REQUIREMENTS => Gather every line of the records below that holds the word "purple", and copy each one in full.

Dataset excerpt
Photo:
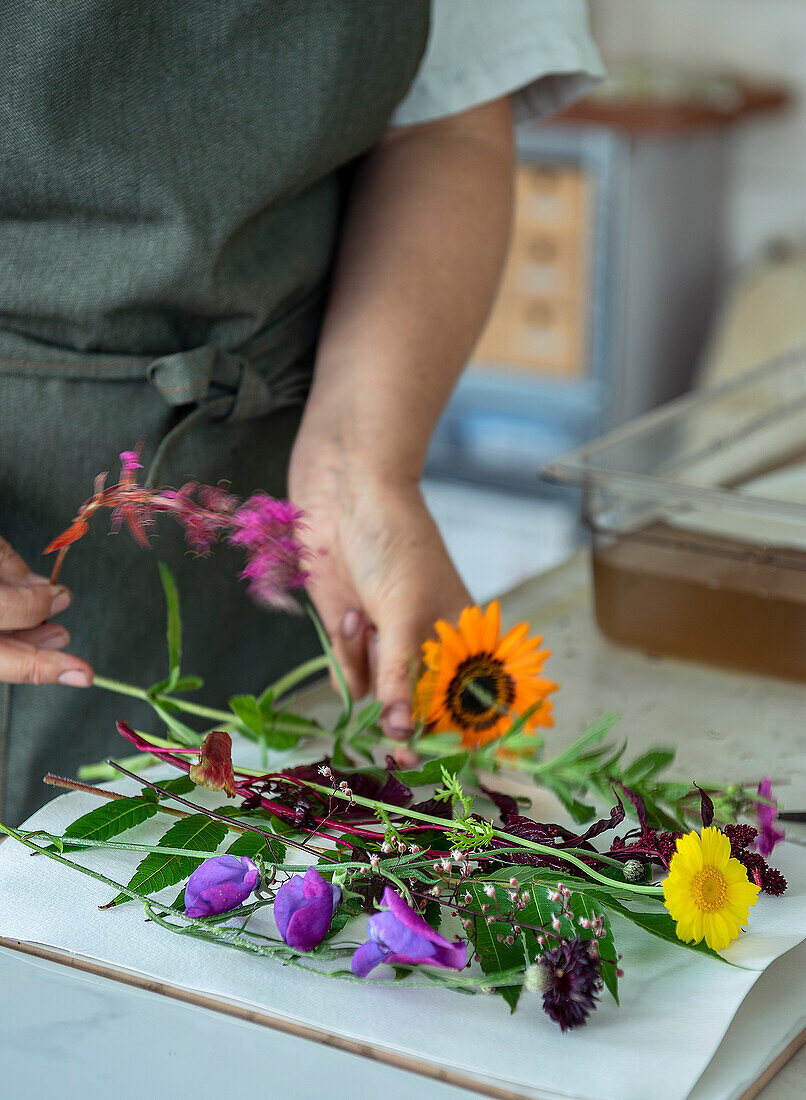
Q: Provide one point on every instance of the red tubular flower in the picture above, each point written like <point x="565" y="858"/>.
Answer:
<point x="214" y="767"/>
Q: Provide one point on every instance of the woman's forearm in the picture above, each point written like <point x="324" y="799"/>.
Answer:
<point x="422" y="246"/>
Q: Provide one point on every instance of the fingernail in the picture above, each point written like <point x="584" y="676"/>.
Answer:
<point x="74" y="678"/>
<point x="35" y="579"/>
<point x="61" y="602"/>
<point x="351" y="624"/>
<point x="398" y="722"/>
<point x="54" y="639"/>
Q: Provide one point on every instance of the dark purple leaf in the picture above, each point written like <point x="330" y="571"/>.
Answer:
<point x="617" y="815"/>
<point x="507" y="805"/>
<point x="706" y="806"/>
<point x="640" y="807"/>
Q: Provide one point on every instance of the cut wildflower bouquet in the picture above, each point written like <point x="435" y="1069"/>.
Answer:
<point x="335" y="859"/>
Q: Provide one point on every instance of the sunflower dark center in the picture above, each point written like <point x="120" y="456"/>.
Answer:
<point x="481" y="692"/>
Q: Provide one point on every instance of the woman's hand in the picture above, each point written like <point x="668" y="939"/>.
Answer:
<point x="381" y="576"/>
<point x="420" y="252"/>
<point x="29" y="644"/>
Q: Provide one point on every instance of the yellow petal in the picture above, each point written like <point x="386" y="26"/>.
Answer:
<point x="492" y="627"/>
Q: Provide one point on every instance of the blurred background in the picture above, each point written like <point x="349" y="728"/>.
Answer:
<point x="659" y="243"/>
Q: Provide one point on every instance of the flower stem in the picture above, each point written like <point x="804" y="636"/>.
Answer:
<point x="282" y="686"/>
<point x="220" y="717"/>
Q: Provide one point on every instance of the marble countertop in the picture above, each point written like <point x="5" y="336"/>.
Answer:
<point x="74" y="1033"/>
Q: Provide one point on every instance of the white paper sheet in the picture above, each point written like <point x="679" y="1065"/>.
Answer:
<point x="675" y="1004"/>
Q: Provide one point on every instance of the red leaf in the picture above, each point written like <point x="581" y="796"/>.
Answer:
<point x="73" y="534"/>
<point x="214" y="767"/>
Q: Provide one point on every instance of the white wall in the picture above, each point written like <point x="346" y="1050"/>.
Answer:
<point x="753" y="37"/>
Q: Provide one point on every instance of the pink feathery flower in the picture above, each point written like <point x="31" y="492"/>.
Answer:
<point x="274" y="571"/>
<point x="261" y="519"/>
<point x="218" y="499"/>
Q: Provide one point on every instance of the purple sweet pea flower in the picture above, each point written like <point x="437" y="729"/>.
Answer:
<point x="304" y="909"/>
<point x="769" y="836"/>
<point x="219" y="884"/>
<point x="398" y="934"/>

==

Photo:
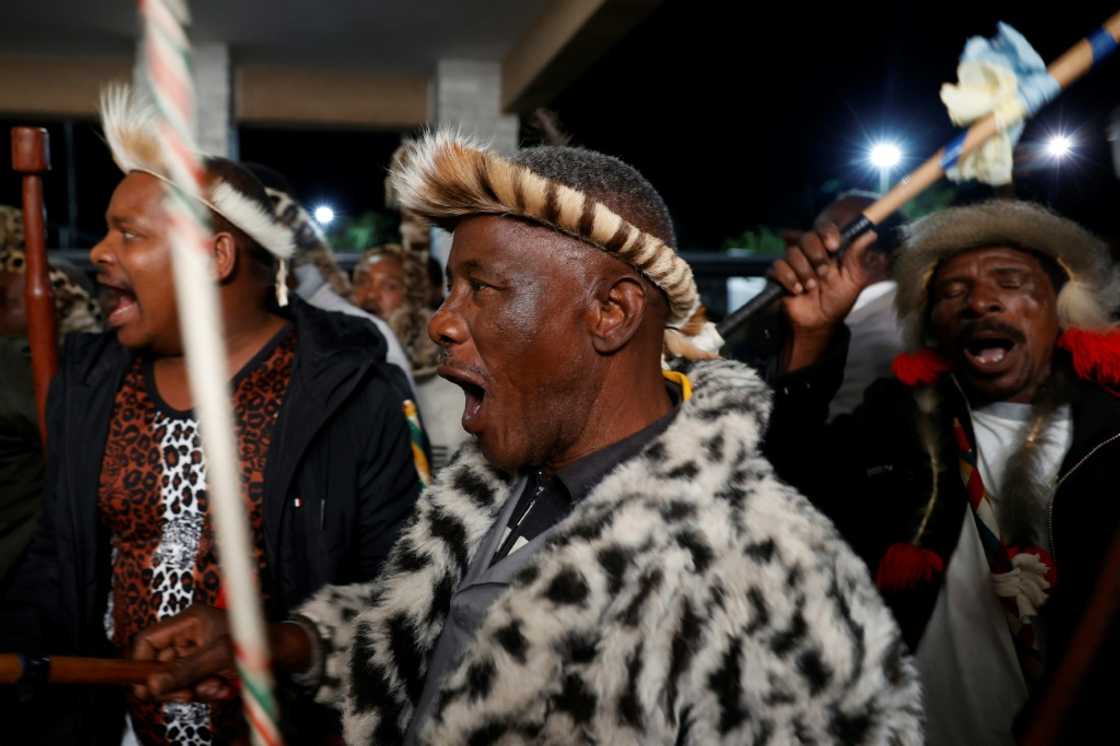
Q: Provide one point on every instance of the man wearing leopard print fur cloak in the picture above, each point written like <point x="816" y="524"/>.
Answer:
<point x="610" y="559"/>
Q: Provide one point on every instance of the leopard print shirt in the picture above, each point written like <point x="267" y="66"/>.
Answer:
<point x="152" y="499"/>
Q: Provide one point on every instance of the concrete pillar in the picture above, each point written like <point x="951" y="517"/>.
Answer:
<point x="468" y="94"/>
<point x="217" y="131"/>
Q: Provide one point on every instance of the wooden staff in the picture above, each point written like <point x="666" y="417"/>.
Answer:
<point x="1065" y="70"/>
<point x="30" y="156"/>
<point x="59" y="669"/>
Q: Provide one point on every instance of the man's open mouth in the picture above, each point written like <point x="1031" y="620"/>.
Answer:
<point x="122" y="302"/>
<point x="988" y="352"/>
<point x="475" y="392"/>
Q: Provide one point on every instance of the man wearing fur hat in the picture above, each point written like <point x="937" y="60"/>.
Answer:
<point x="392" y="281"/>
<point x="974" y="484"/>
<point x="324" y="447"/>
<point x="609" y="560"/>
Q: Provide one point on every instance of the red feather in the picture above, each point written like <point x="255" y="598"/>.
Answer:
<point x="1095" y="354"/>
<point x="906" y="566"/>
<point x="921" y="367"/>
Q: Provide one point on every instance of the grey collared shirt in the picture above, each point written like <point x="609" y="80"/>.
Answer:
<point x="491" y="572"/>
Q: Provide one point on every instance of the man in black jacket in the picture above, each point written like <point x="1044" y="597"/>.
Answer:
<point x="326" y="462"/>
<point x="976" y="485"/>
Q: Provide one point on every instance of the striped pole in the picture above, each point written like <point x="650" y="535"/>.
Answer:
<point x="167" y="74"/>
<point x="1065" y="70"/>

EXERCISE ANSWER =>
Q: Provide one point on every instance of the dark purple leaf in the picture above, each point written like <point x="330" y="571"/>.
Q: Provide one point on every instance of the purple sweet pea flower in the picture above, each point written like <point x="437" y="729"/>.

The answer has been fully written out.